* Problem to solve: Please reproduce everything from the line containing "Target: man in black racing suit" down to the line containing "Now the man", swapping "racing suit" for "riding suit" and changing nothing else.

* Listed entries:
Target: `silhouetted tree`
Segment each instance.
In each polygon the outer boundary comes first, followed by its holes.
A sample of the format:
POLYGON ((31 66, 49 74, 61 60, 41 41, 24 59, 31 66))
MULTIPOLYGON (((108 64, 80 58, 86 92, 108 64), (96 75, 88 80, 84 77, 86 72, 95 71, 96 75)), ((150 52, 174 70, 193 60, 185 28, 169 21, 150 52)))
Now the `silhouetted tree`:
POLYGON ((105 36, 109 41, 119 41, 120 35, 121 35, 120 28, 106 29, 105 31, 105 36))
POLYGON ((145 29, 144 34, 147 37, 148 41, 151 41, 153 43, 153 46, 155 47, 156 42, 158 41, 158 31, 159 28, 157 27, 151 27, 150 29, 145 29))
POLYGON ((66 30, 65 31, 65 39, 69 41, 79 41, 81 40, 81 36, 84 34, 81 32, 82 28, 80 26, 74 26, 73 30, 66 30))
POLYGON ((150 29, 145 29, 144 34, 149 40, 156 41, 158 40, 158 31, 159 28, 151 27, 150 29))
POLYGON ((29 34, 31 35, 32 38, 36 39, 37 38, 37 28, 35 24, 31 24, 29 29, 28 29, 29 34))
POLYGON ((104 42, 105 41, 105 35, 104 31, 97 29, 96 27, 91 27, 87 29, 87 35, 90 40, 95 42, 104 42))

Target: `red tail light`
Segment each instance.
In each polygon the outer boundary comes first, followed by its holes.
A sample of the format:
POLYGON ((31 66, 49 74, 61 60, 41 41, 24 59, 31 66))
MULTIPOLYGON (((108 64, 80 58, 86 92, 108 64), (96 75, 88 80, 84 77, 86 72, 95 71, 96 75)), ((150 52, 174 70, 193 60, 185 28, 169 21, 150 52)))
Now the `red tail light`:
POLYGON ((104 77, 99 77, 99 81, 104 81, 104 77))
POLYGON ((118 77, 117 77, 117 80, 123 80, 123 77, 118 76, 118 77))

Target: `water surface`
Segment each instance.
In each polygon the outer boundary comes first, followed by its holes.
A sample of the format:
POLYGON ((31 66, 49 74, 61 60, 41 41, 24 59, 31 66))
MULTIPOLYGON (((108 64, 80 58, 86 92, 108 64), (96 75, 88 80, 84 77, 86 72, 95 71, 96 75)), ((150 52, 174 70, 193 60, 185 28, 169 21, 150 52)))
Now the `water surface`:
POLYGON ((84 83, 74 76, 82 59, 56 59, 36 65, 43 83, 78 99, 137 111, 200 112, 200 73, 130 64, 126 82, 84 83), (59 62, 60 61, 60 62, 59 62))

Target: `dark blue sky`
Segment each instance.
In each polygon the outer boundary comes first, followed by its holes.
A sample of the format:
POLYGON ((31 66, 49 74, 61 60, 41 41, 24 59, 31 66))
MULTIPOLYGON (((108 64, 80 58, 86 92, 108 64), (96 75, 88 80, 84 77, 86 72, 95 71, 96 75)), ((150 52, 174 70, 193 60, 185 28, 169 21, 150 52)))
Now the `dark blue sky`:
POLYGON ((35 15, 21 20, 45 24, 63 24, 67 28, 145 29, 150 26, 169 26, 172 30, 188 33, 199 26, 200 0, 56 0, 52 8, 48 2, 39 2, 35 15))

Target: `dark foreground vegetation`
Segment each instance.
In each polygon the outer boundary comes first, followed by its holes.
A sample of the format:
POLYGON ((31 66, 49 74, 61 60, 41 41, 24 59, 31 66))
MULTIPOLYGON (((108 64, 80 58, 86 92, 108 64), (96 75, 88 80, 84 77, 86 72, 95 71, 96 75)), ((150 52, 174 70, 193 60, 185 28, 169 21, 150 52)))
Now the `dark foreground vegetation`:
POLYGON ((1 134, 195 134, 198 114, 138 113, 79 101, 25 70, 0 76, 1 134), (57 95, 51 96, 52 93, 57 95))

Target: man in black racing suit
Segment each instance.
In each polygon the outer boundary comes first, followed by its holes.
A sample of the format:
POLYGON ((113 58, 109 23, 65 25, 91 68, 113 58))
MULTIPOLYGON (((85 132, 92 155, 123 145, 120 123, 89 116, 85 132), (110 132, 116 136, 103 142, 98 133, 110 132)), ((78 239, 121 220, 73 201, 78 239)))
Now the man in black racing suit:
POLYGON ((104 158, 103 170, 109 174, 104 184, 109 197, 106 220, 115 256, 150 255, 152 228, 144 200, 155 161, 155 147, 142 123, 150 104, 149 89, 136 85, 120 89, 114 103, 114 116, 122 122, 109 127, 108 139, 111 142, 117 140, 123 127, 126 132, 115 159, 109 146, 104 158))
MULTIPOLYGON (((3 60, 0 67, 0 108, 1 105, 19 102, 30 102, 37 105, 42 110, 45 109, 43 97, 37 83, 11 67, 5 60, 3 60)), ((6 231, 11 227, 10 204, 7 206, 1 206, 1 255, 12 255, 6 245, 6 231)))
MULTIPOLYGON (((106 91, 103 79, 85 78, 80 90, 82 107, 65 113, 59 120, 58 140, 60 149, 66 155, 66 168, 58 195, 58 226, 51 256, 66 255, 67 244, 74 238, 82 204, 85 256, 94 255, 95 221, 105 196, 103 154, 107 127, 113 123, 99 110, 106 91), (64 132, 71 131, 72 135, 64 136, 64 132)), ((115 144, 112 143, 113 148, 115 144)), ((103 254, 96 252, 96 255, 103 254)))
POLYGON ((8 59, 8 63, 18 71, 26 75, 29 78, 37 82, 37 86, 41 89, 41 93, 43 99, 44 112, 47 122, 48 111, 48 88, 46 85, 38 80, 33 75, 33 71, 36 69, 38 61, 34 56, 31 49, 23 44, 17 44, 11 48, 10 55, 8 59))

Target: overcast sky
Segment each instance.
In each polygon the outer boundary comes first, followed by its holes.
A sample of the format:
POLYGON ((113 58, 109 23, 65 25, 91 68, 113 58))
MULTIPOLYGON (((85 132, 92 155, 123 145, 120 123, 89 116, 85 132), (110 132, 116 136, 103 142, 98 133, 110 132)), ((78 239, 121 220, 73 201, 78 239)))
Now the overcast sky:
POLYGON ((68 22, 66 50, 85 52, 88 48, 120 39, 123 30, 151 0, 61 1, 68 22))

* Output for this task:
Target: man in black riding suit
Segment each instance.
In each polygon the outer boundary comes first, followed by its holes.
A sample of the format:
POLYGON ((113 58, 109 23, 65 25, 91 68, 113 58))
MULTIPOLYGON (((85 132, 92 155, 123 145, 120 123, 89 116, 85 132), (110 132, 116 136, 103 142, 98 133, 110 132)), ((78 239, 121 220, 73 201, 78 239)))
Now the man in black riding suit:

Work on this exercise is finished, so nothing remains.